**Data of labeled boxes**

* START *

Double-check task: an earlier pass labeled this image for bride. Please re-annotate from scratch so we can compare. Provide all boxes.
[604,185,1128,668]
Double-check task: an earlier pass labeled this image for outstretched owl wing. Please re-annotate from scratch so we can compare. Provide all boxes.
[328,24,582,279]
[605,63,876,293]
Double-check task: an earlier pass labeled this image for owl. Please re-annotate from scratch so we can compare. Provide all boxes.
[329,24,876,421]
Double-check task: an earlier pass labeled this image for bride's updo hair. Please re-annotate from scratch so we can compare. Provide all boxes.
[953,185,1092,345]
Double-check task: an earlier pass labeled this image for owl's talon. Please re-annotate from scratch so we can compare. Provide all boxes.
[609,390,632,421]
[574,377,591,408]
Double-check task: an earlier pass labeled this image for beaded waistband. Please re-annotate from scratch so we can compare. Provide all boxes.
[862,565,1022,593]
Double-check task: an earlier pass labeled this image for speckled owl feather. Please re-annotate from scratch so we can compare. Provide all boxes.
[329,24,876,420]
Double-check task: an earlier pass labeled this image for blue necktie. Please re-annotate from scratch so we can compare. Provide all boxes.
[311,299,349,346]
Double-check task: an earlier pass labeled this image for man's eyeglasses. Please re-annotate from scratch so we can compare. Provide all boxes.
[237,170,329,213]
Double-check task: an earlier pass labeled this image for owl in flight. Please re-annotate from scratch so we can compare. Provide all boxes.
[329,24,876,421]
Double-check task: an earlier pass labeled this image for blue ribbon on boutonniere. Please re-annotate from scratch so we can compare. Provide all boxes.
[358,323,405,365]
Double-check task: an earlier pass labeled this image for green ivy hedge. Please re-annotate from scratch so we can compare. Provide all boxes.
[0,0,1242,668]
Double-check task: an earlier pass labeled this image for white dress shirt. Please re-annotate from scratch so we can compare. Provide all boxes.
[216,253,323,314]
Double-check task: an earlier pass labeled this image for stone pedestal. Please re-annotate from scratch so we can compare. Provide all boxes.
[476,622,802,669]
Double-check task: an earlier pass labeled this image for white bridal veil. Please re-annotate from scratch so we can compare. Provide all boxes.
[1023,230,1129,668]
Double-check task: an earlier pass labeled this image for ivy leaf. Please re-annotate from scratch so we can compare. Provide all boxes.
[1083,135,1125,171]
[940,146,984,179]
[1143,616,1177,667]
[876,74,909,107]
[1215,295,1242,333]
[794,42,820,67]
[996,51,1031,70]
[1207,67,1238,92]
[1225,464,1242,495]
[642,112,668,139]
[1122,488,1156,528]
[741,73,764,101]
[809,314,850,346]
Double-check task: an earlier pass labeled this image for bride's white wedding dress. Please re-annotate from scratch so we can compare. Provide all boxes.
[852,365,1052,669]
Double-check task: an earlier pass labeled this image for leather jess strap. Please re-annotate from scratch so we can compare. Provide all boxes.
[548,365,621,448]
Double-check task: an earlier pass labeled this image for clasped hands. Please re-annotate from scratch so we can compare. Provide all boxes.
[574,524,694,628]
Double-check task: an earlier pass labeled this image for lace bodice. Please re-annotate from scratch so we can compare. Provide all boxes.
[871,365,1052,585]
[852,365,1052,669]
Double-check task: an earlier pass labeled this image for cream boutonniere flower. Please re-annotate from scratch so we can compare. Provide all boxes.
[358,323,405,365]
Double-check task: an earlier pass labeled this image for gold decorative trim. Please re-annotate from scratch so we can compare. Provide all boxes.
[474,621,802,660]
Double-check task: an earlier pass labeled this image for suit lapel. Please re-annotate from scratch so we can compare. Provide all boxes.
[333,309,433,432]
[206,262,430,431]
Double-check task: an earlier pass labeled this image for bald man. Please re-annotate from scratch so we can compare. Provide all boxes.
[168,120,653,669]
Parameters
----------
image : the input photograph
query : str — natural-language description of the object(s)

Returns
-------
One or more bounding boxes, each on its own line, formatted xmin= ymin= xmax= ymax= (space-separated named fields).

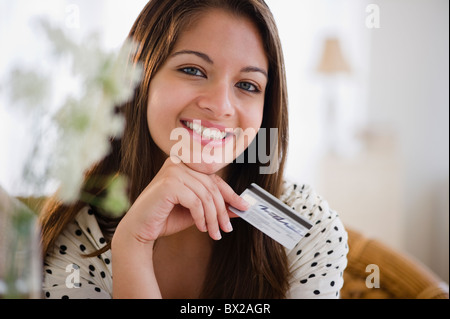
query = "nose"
xmin=198 ymin=82 xmax=235 ymax=118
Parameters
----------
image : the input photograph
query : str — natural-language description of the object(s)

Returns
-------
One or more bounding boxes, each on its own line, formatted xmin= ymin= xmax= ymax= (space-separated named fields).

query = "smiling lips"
xmin=181 ymin=120 xmax=232 ymax=142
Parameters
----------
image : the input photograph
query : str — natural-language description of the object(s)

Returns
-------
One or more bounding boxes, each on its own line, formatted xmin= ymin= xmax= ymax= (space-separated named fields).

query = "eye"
xmin=236 ymin=82 xmax=260 ymax=93
xmin=179 ymin=67 xmax=205 ymax=77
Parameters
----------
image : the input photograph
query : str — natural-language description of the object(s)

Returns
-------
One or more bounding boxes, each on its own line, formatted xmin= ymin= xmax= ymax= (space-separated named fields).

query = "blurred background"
xmin=0 ymin=0 xmax=449 ymax=283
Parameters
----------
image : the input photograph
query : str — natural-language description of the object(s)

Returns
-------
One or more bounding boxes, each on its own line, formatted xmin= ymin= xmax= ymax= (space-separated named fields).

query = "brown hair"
xmin=41 ymin=0 xmax=289 ymax=298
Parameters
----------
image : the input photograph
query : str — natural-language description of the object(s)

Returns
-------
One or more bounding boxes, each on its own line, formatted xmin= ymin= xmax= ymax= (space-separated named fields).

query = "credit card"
xmin=230 ymin=184 xmax=312 ymax=249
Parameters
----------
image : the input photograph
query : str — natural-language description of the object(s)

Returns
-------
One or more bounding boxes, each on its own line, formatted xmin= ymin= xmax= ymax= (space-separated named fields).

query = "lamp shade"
xmin=317 ymin=38 xmax=351 ymax=74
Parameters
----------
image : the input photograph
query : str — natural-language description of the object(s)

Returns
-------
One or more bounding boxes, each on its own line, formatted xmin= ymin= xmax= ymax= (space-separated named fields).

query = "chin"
xmin=185 ymin=163 xmax=228 ymax=177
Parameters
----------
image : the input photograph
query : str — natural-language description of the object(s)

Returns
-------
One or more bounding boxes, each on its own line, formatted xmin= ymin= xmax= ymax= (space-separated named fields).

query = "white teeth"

* END *

**Work instructions**
Please rescale the data from the line containing "for white bridal" through the line containing "[474,621,802,660]", writing out every line in that stretch again and leaving the other lines unchanged. Multiply each box coordinate in the answers by 1.25 and round it to a whole number, with halves rounded up.

**Written response**
Double-check task: an earlier pass labeled this image for white bridal veil. Please re-annotate from scratch so we can compare. Provide all boxes.
[1279,288,1411,835]
Double-check task: an earlier pass labeled this image for ivy leaf. Please re-annotate from scratch so we can compare. Provide all boxes.
[1354,169,1406,214]
[1175,183,1230,224]
[1429,770,1471,834]
[1095,93,1136,134]
[1519,369,1553,416]
[993,53,1025,84]
[1245,64,1289,88]
[1509,84,1548,115]
[1531,580,1553,619]
[803,140,835,174]
[1403,610,1445,660]
[926,91,955,126]
[1011,393,1063,433]
Double-check task: an earlier pass labeled this image for bride's white wedding dress. Please re-annotate from scratch so we can compare. Provide all boxes.
[1065,456,1315,836]
Double-check task: an earlier pass labeled this image for leather jess strap. Please re-annotate from scratch so we can compare. Provide all boxes.
[685,456,776,560]
Double-check task: an earlier pass labeled this image for clasped hands. Please re-annotate from scratch so we can compare. Provide all boxes.
[718,655,868,785]
Double-check task: an earlier pass labeled this image for lace bodice. Please re-annotate from scratch so we can compare. Provide all boxes.
[1089,456,1315,731]
[1065,456,1315,836]
Double-check task: an earlier pass labeled this image for cream boutonniere flower. Please re-annotate from scratch so we can compare. Provide all boxes.
[448,404,506,456]
Double-check task: an earlier pass labeled this image for gold decorative trim. Please re-annotate from scratch so we can compare. Provide all boxes.
[593,776,1003,825]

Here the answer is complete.